=== Extract to read ===
On Tue, Sep 30, 2025 at 11:31:26PM -0700, Chris Leech wrote:
On Mon, Sep 29, 2025 at 02:19:51PM +0300, Dmitry Bogdanov wrote:
nvme uses page_frag_cache to preallocate PDU for each preallocated request of block device. Block devices are created in parallel threads, consequently page_frag_cache is used in not thread-safe manner. That leads to incorrect refcounting of backstore pages and premature free.
That can be catched by !sendpage_ok inside network stack:
WARNING: CPU: 7 PID: 467 at ../net/core/skbuff.c:6931 skb_splice_from_iter+0xfa/0x310. tcp_sendmsg_locked+0x782/0xce0 tcp_sendmsg+0x27/0x40 sock_sendmsg+0x8b/0xa0 nvme_tcp_try_send_cmd_pdu+0x149/0x2a0 Then random panic may occur.
Fix that by serializing the usage of page_frag_cache.
=== Records provided ===
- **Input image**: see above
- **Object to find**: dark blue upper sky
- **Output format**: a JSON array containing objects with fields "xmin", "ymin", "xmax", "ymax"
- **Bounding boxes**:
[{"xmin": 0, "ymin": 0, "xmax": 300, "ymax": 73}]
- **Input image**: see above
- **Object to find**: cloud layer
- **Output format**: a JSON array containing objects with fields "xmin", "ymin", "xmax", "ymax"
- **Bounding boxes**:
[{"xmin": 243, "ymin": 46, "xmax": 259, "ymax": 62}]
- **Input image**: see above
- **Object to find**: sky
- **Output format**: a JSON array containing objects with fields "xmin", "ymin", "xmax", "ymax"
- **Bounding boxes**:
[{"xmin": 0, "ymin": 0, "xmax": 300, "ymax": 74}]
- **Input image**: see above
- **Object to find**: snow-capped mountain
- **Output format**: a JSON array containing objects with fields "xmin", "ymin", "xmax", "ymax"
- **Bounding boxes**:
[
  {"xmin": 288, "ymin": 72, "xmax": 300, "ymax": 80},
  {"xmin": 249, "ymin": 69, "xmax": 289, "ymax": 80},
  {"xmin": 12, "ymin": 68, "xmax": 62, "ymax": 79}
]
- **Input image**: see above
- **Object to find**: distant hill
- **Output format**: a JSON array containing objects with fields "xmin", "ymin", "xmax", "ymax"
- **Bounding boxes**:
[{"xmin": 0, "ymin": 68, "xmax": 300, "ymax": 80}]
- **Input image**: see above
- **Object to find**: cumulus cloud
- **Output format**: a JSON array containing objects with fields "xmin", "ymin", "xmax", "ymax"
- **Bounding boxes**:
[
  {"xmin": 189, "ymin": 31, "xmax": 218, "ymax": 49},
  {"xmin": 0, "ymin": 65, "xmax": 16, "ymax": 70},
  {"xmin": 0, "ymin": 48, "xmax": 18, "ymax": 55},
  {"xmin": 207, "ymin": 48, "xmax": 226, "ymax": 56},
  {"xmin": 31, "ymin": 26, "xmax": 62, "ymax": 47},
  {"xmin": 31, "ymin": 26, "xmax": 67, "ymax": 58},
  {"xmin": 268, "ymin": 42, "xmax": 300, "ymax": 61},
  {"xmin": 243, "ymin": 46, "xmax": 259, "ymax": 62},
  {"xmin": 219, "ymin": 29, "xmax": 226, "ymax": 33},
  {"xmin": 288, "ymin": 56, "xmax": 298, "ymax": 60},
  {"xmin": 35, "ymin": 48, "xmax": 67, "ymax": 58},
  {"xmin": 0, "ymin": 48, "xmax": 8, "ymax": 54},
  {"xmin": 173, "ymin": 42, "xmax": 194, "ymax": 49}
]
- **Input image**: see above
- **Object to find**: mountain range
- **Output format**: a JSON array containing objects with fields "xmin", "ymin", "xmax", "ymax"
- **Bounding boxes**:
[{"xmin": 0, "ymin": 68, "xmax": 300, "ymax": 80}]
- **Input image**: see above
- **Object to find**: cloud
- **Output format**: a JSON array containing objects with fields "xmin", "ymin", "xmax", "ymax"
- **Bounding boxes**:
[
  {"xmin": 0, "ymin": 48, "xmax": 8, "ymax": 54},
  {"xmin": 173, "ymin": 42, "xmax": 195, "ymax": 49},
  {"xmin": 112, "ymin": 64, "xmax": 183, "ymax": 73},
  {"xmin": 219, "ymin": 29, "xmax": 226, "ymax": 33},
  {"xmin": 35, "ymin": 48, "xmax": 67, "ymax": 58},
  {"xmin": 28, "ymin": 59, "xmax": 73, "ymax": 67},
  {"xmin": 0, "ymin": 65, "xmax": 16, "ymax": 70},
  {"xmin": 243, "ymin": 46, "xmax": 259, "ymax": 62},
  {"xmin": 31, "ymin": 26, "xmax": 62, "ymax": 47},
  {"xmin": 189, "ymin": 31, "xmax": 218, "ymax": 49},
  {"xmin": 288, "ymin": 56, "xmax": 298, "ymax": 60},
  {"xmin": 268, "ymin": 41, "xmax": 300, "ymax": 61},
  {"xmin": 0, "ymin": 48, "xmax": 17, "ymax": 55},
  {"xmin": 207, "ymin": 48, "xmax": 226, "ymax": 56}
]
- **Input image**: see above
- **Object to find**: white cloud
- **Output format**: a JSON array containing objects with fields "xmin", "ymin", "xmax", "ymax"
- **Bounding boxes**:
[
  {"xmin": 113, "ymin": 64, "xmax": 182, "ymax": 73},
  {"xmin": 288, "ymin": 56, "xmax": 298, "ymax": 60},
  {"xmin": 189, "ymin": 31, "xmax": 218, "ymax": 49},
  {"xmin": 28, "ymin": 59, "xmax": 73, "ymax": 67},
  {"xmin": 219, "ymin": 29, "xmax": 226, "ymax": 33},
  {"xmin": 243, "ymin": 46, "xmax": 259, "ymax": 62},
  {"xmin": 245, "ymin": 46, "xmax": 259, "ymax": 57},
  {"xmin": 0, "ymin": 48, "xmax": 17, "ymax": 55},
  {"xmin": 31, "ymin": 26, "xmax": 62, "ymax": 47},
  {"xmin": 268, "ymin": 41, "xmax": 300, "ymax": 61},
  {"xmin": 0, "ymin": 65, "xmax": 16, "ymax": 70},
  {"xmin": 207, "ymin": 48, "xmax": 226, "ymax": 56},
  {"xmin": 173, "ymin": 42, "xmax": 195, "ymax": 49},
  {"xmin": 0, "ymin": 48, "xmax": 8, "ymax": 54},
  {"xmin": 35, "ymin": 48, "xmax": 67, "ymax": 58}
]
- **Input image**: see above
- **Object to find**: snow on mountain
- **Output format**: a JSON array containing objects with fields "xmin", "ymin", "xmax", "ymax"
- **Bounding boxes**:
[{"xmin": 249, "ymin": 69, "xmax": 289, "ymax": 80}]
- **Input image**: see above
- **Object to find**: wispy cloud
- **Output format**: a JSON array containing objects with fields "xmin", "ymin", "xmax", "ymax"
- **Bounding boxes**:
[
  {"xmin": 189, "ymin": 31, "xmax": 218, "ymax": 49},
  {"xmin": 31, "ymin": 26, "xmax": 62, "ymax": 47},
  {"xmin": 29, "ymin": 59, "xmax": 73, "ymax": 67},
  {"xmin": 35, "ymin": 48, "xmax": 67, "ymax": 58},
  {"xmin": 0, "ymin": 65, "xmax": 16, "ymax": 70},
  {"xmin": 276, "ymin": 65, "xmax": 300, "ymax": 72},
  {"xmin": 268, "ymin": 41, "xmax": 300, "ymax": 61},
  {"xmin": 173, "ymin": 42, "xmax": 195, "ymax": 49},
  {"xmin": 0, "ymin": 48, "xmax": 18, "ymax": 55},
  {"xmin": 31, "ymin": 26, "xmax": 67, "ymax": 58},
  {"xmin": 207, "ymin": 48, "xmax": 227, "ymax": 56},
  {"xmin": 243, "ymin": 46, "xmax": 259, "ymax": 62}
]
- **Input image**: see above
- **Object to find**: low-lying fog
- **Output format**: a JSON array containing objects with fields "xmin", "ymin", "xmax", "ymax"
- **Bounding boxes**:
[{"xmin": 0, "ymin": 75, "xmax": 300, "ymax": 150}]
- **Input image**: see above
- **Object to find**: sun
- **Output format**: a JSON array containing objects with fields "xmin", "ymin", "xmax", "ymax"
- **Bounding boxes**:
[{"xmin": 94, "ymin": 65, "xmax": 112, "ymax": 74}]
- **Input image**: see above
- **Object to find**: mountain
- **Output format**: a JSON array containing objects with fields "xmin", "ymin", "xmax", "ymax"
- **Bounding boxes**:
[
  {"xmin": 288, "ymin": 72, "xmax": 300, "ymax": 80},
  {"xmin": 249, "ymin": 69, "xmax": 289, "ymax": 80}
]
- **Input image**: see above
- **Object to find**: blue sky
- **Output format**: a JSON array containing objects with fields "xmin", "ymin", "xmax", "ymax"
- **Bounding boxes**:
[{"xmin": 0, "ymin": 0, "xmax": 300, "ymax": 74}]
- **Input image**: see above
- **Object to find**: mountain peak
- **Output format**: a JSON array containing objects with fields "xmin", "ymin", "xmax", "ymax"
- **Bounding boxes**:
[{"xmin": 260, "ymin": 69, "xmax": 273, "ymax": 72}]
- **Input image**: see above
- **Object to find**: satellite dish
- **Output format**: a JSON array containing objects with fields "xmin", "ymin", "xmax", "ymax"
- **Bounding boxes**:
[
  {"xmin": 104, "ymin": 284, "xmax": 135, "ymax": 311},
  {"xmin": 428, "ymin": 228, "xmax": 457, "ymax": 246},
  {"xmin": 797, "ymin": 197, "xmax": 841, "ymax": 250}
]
===
**Short exercise A**
According to the nvme patch discussion, how does the proposed fix address the problem?
**Short exercise B**
Please condense the paragraph of the nvme patch discussion beginning "nvme uses page_frag_cache" into a short bulleted list that keeps its main facts.
**Short exercise C**
Carry on the nvme patch discussion from its final sentence, writing the next part of the thread.

**Written answer A**
It serializes the usage of page_frag_cache.

**Written answer B**
- nvme uses page_frag_cache to preallocate a PDU for each preallocated block device request.
- Block devices are created in parallel threads, so page_frag_cache is used in a way that is not thread-safe.
- This causes incorrect refcounting of backstore pages and premature freeing.

**Written answer C**
Thank you for reporting this. I think we can fix it without blocking the async namespace scanning with a mutex, by switching from a per-queue page_frag_cache to per-cpu. There shouldn't be a need to keep the page_frag allocations isolated by queue anyway.
It would be great if you could test the patch which I'll send after this.
As I commented on your patch, a naive per-cpu cache solution is error-prone. The complete solution will be unnecessaryly difficult. Block device creation is not a data plane, it is a control plane, so there is no sense to use there lockless algorithms.
My patch is a simple and error-proof already. So, I insist on this solution.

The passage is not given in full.